--- INFORMATION GIVEN Enclosed Below ---

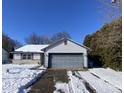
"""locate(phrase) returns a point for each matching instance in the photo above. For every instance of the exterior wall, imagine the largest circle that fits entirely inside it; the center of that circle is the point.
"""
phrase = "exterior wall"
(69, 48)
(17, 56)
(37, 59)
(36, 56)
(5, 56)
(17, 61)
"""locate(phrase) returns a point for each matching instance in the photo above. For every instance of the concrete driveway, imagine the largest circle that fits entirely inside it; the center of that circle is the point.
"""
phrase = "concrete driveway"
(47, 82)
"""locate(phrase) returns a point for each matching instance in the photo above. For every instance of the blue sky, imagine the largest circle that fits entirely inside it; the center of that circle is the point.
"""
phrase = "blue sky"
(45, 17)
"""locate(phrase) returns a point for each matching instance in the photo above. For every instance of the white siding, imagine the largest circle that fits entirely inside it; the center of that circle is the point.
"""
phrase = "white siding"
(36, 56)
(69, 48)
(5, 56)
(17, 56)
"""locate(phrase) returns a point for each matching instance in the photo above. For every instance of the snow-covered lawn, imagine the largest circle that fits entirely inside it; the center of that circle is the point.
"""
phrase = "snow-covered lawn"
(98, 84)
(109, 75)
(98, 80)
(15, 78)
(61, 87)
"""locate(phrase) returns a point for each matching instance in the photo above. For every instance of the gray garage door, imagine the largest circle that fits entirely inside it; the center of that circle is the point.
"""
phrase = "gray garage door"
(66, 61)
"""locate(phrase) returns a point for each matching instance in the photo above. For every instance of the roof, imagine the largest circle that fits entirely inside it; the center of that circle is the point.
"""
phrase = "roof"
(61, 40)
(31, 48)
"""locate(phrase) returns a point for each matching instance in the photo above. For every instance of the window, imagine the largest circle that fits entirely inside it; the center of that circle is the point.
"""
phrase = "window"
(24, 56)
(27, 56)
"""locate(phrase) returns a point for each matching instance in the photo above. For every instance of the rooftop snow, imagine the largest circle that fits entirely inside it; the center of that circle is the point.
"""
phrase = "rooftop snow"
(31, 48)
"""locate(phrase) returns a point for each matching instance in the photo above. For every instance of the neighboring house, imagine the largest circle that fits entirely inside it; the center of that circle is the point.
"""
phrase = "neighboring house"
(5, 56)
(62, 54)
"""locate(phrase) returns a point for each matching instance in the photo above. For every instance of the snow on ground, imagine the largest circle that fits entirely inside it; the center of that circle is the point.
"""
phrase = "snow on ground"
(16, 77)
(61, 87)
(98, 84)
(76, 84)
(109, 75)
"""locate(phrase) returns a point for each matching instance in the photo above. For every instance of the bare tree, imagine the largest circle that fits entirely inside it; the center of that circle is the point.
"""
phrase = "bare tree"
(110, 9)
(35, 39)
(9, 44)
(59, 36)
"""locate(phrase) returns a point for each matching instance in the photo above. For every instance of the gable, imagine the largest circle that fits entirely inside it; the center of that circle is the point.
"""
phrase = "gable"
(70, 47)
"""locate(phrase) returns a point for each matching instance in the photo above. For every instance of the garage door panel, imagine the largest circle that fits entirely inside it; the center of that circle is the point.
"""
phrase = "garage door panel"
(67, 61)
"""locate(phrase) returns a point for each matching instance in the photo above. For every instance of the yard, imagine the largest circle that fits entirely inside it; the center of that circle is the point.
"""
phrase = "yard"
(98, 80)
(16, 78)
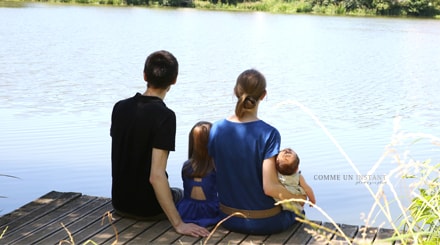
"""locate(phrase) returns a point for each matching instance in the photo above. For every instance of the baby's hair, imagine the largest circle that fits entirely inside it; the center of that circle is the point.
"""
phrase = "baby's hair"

--- End of Enclosed INFORMATION GIVEN ---
--- INFORMATION GIVEN Enclosed Below ---

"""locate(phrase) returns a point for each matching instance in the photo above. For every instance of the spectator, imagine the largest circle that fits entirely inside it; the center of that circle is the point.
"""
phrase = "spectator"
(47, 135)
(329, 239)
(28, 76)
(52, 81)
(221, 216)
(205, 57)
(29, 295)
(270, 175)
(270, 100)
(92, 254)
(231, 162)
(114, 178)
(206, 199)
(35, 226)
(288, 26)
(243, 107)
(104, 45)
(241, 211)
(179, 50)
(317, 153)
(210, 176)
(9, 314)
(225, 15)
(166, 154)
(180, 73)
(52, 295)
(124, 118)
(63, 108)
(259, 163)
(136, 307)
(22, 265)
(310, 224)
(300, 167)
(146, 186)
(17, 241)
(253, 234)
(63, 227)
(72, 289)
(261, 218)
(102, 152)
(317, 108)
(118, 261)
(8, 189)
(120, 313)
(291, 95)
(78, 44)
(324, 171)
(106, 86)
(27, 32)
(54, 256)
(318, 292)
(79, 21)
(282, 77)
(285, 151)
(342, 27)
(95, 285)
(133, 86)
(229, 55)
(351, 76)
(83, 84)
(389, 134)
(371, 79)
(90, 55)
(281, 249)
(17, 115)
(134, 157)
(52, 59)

--- End of Enclosed INFORMATION GIVEN ---

THE TASK: Lines above with the word "baby" should be counted, and the reply is that count alone.

RESULT FOR THIS TASK: 2